* PROBLEM DETAILS
Lift out each line of the data that holds "with".

* AVAILABLE DATA
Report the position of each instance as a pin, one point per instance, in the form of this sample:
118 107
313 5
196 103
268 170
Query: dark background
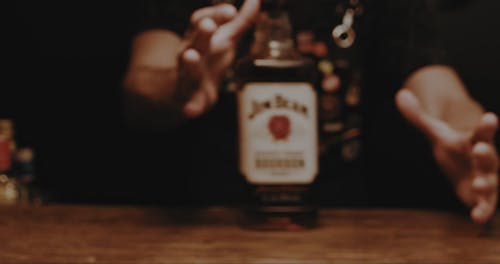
62 86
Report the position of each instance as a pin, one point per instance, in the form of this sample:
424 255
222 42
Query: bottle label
278 133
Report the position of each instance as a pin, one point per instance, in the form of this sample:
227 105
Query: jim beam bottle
277 113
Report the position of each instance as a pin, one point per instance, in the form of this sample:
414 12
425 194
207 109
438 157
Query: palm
468 158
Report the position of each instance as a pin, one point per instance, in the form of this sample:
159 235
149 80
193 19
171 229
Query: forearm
443 95
150 94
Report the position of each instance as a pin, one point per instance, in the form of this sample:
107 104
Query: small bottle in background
9 188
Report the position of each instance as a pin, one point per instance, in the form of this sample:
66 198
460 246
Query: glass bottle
277 113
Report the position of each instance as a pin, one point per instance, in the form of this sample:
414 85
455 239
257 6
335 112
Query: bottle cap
5 154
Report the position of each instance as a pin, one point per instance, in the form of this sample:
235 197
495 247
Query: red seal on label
279 126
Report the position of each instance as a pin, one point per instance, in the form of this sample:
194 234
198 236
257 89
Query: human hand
469 158
209 50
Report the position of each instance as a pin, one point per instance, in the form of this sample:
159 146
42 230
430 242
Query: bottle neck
273 36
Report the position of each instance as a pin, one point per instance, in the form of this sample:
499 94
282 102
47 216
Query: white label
278 133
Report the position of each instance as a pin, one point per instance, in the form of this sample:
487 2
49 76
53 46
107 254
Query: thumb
411 109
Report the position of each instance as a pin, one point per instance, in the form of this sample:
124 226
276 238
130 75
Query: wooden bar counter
100 234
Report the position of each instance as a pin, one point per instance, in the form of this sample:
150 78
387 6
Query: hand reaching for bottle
210 49
469 158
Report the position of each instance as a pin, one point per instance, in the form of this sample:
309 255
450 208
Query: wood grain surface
91 234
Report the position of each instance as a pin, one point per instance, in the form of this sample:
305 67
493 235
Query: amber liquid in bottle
277 126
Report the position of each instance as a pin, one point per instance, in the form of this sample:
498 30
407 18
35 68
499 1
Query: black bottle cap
274 5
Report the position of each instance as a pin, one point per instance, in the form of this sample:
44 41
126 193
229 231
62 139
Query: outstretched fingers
485 182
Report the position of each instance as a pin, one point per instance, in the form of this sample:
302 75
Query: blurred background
64 63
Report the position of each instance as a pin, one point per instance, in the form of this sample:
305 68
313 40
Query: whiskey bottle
277 113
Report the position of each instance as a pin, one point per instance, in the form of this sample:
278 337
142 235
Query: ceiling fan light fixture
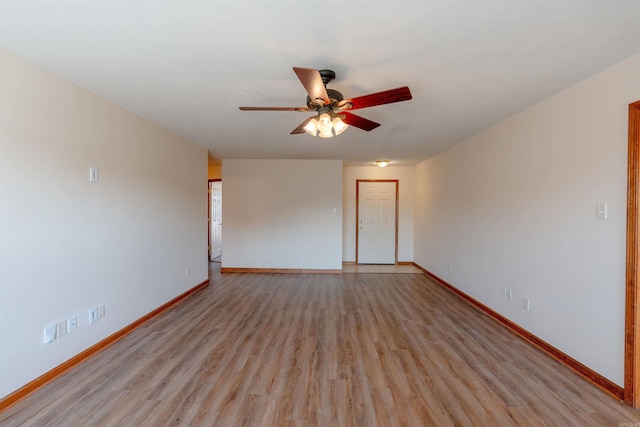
325 134
338 125
324 123
312 127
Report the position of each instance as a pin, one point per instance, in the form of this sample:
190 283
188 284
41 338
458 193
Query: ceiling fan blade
300 129
302 109
380 98
312 82
359 122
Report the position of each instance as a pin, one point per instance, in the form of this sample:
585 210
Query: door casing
358 181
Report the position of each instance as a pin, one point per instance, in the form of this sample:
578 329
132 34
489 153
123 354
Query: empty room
336 213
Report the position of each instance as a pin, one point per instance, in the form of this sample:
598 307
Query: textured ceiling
188 65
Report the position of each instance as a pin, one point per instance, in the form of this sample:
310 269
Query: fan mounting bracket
327 76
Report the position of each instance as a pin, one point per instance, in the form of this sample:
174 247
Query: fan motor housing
334 97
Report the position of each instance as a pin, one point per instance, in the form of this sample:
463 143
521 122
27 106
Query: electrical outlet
93 315
61 329
72 324
49 334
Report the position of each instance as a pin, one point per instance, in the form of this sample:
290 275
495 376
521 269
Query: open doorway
215 220
632 320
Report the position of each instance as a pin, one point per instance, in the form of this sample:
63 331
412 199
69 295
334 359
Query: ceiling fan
332 118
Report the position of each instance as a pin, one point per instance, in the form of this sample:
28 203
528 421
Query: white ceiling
188 65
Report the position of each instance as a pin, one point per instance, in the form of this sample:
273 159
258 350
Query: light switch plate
601 211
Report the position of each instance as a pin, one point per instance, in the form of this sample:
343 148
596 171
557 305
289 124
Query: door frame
209 216
632 297
358 181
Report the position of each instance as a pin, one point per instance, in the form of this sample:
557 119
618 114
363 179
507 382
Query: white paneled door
215 220
377 222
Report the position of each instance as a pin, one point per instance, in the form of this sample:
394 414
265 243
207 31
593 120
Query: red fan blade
312 82
300 129
359 122
380 98
274 109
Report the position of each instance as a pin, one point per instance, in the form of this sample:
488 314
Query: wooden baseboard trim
49 376
603 383
278 270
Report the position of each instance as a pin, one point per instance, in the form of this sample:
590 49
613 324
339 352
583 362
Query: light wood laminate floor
320 350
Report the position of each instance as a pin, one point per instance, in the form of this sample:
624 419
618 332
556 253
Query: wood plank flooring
320 350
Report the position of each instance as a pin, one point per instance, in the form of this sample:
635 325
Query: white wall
67 244
282 214
515 207
406 177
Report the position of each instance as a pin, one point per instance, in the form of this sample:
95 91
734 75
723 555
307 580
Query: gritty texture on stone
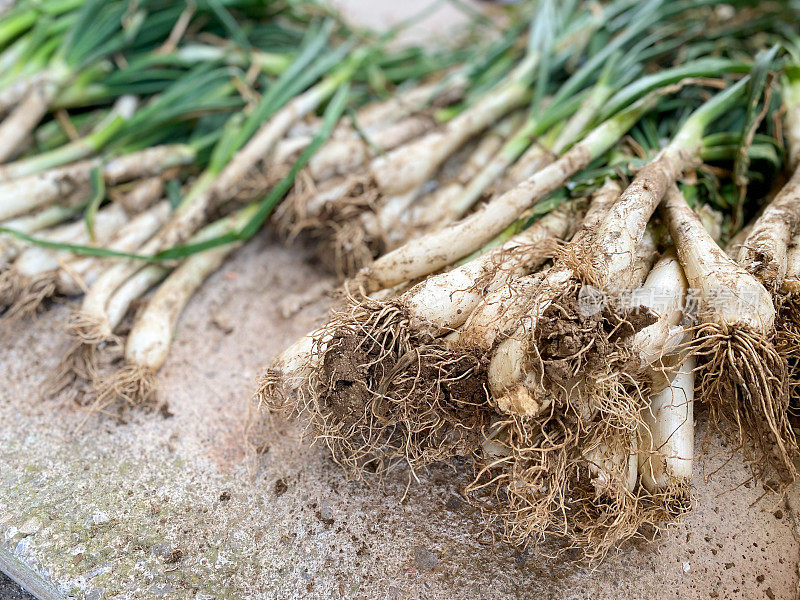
176 507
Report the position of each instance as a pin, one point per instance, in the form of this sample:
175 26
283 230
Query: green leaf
98 195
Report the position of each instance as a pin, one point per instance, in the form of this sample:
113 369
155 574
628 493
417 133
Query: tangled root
586 353
334 225
745 382
79 367
349 247
30 295
132 386
787 343
538 485
382 396
12 283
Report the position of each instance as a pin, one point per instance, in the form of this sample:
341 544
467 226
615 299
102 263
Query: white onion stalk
347 151
764 252
517 387
25 194
451 201
149 341
611 265
79 365
409 424
77 274
415 163
664 294
31 278
341 155
501 311
791 130
10 246
208 192
443 302
741 375
394 222
15 128
122 111
666 446
434 251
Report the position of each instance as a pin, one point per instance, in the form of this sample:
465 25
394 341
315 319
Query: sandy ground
177 508
173 507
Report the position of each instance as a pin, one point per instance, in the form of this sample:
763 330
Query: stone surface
181 507
176 507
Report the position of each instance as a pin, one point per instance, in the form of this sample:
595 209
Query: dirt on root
414 403
572 341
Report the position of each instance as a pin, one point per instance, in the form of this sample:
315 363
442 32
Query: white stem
149 340
791 283
27 114
664 293
625 224
437 250
667 434
728 294
26 194
519 391
79 273
764 251
10 246
443 302
38 259
415 163
341 156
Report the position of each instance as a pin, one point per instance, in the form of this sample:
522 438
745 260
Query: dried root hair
131 386
744 380
537 487
572 344
25 296
335 227
12 282
384 396
80 366
787 343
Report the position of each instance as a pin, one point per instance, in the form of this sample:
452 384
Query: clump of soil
386 397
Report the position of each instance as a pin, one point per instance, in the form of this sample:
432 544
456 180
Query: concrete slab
177 508
173 507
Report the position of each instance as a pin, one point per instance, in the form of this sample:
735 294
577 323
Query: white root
664 293
764 251
141 196
25 194
499 314
134 288
483 168
77 274
416 162
443 302
341 156
742 376
791 283
730 296
666 448
435 251
37 260
515 389
149 340
25 116
10 246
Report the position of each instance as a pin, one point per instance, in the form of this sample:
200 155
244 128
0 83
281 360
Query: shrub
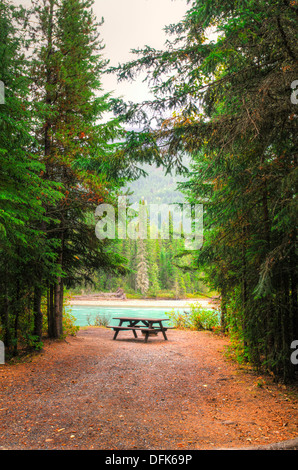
197 319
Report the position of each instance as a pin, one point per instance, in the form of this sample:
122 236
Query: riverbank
144 303
90 392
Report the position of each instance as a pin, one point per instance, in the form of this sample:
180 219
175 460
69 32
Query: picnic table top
141 318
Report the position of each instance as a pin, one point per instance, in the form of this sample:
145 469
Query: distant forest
155 266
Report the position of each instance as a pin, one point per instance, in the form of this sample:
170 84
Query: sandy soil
90 392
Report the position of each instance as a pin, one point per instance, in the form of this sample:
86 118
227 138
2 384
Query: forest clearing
148 160
89 392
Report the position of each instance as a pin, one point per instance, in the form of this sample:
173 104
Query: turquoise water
83 313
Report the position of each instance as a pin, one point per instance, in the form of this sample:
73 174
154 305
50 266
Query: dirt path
90 392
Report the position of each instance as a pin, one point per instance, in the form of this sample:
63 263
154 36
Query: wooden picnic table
146 325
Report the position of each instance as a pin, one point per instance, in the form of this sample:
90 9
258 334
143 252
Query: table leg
163 331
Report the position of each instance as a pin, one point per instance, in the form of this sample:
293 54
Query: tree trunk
37 313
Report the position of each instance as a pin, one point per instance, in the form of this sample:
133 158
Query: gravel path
90 392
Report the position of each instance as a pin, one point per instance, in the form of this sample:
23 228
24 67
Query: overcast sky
132 24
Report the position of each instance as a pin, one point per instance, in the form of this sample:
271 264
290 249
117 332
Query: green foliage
227 104
198 318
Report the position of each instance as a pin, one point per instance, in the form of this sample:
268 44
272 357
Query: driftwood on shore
119 294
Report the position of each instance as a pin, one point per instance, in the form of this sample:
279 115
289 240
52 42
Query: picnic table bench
147 326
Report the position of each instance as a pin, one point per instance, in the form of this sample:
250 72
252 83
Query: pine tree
142 279
229 107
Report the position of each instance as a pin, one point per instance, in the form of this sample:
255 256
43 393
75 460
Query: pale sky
132 24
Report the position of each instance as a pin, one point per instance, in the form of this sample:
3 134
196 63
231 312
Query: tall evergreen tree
228 104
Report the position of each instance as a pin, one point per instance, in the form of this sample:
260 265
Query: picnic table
147 326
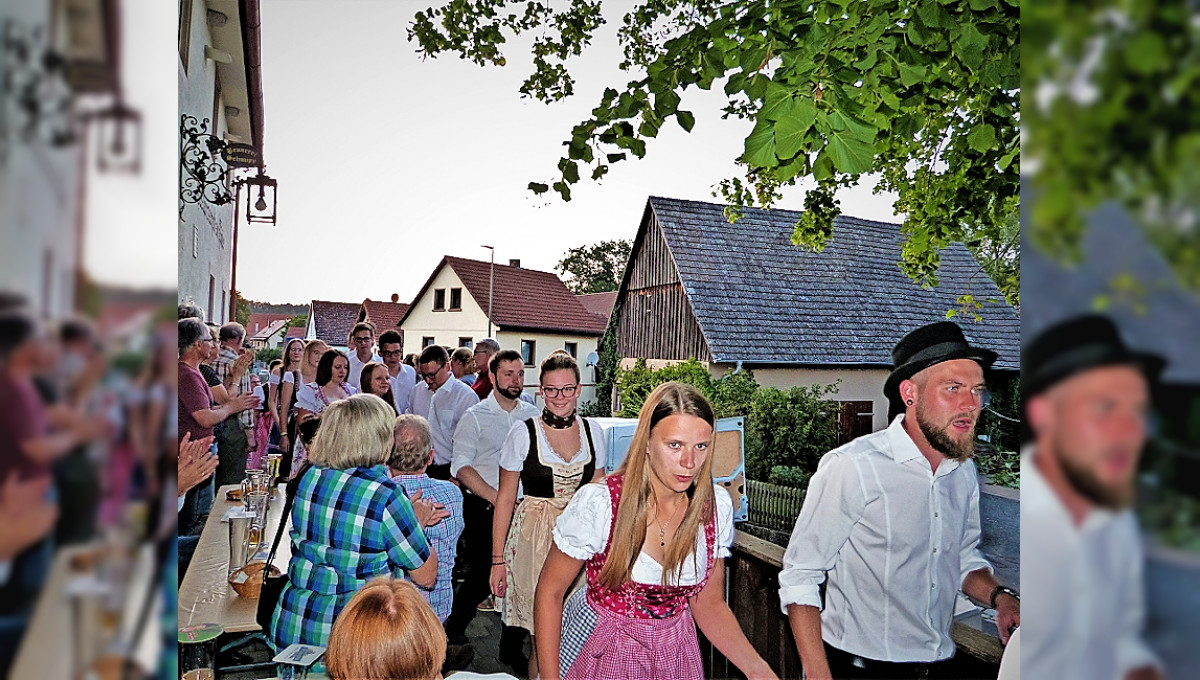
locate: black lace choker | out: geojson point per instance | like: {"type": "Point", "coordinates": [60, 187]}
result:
{"type": "Point", "coordinates": [557, 421]}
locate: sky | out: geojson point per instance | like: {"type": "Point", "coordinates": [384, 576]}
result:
{"type": "Point", "coordinates": [385, 162]}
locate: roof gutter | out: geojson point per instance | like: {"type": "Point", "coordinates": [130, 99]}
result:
{"type": "Point", "coordinates": [251, 43]}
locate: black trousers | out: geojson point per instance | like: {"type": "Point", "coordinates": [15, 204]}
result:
{"type": "Point", "coordinates": [477, 543]}
{"type": "Point", "coordinates": [844, 665]}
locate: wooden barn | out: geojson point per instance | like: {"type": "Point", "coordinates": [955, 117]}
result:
{"type": "Point", "coordinates": [742, 295]}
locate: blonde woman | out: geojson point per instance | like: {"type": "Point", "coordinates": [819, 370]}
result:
{"type": "Point", "coordinates": [653, 536]}
{"type": "Point", "coordinates": [349, 522]}
{"type": "Point", "coordinates": [550, 457]}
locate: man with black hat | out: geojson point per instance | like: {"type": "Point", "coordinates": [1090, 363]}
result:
{"type": "Point", "coordinates": [1086, 398]}
{"type": "Point", "coordinates": [891, 525]}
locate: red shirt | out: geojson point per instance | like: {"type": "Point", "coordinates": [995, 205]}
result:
{"type": "Point", "coordinates": [193, 396]}
{"type": "Point", "coordinates": [483, 385]}
{"type": "Point", "coordinates": [22, 419]}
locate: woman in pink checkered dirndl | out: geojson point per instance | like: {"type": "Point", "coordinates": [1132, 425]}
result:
{"type": "Point", "coordinates": [653, 537]}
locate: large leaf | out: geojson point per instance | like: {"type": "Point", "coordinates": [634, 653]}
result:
{"type": "Point", "coordinates": [791, 132]}
{"type": "Point", "coordinates": [760, 146]}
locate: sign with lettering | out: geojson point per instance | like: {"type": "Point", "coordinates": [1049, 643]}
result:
{"type": "Point", "coordinates": [240, 155]}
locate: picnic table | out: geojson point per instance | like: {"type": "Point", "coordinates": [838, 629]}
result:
{"type": "Point", "coordinates": [205, 595]}
{"type": "Point", "coordinates": [48, 648]}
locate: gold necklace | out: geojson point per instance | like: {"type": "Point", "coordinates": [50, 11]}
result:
{"type": "Point", "coordinates": [663, 527]}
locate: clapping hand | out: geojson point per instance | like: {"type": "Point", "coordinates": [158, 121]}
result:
{"type": "Point", "coordinates": [427, 512]}
{"type": "Point", "coordinates": [195, 462]}
{"type": "Point", "coordinates": [27, 515]}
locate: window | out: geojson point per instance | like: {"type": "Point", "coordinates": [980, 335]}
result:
{"type": "Point", "coordinates": [185, 31]}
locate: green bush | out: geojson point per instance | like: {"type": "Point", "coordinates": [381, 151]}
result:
{"type": "Point", "coordinates": [267, 355]}
{"type": "Point", "coordinates": [790, 476]}
{"type": "Point", "coordinates": [790, 427]}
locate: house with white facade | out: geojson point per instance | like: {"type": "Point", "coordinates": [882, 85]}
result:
{"type": "Point", "coordinates": [220, 98]}
{"type": "Point", "coordinates": [58, 59]}
{"type": "Point", "coordinates": [531, 312]}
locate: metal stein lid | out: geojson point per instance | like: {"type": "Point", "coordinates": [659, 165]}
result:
{"type": "Point", "coordinates": [201, 633]}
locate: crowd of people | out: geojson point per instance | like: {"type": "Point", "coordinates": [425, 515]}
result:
{"type": "Point", "coordinates": [405, 471]}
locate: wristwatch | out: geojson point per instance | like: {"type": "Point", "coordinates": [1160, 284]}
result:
{"type": "Point", "coordinates": [1006, 590]}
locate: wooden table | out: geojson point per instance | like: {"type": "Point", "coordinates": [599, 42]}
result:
{"type": "Point", "coordinates": [47, 649]}
{"type": "Point", "coordinates": [205, 595]}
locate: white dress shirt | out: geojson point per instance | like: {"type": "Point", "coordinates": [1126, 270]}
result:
{"type": "Point", "coordinates": [1083, 601]}
{"type": "Point", "coordinates": [402, 387]}
{"type": "Point", "coordinates": [357, 368]}
{"type": "Point", "coordinates": [443, 408]}
{"type": "Point", "coordinates": [481, 434]}
{"type": "Point", "coordinates": [893, 540]}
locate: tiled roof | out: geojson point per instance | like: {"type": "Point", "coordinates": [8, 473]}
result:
{"type": "Point", "coordinates": [525, 298]}
{"type": "Point", "coordinates": [760, 299]}
{"type": "Point", "coordinates": [385, 316]}
{"type": "Point", "coordinates": [259, 320]}
{"type": "Point", "coordinates": [274, 328]}
{"type": "Point", "coordinates": [334, 320]}
{"type": "Point", "coordinates": [599, 304]}
{"type": "Point", "coordinates": [1165, 320]}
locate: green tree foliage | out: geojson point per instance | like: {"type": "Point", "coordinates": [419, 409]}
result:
{"type": "Point", "coordinates": [784, 428]}
{"type": "Point", "coordinates": [925, 94]}
{"type": "Point", "coordinates": [1117, 118]}
{"type": "Point", "coordinates": [595, 269]}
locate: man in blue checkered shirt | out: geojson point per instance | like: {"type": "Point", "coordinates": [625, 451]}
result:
{"type": "Point", "coordinates": [412, 453]}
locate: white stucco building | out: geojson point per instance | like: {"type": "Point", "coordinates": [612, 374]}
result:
{"type": "Point", "coordinates": [220, 89]}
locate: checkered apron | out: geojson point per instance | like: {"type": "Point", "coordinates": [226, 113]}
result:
{"type": "Point", "coordinates": [636, 631]}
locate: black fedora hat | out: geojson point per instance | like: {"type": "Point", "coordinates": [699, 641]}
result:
{"type": "Point", "coordinates": [928, 345]}
{"type": "Point", "coordinates": [1079, 344]}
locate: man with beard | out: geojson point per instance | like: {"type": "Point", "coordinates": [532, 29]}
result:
{"type": "Point", "coordinates": [891, 525]}
{"type": "Point", "coordinates": [477, 465]}
{"type": "Point", "coordinates": [1086, 398]}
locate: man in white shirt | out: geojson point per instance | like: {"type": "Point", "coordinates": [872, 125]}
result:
{"type": "Point", "coordinates": [441, 401]}
{"type": "Point", "coordinates": [891, 524]}
{"type": "Point", "coordinates": [360, 341]}
{"type": "Point", "coordinates": [401, 375]}
{"type": "Point", "coordinates": [477, 465]}
{"type": "Point", "coordinates": [1086, 397]}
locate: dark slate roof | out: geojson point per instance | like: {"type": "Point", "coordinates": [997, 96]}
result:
{"type": "Point", "coordinates": [1165, 320]}
{"type": "Point", "coordinates": [525, 298]}
{"type": "Point", "coordinates": [334, 320]}
{"type": "Point", "coordinates": [760, 299]}
{"type": "Point", "coordinates": [599, 304]}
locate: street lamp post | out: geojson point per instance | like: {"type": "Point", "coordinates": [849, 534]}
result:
{"type": "Point", "coordinates": [491, 286]}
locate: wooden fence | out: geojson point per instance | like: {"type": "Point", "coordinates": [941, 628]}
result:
{"type": "Point", "coordinates": [751, 587]}
{"type": "Point", "coordinates": [773, 506]}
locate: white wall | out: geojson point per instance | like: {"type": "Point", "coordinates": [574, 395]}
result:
{"type": "Point", "coordinates": [39, 197]}
{"type": "Point", "coordinates": [213, 223]}
{"type": "Point", "coordinates": [445, 328]}
{"type": "Point", "coordinates": [546, 343]}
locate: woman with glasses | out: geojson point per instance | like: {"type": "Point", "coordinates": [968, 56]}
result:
{"type": "Point", "coordinates": [375, 380]}
{"type": "Point", "coordinates": [549, 457]}
{"type": "Point", "coordinates": [330, 386]}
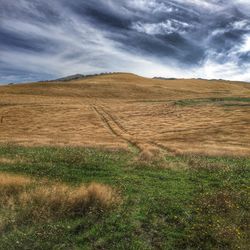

* RESPONSE AREA
locate: man with black hat | out: geojson point per instance | like: {"type": "Point", "coordinates": [1090, 363]}
locate: sign with lettering | out: geojson point per instance | like: {"type": "Point", "coordinates": [1049, 643]}
locate: house with white facade | out: geojson point per instance | like: {"type": "Point", "coordinates": [882, 85]}
locate: man with beard | out: geojson point per instance | like: {"type": "Point", "coordinates": [532, 29]}
locate: woman with glasses | out: geojson point per instance | like: {"type": "Point", "coordinates": [968, 56]}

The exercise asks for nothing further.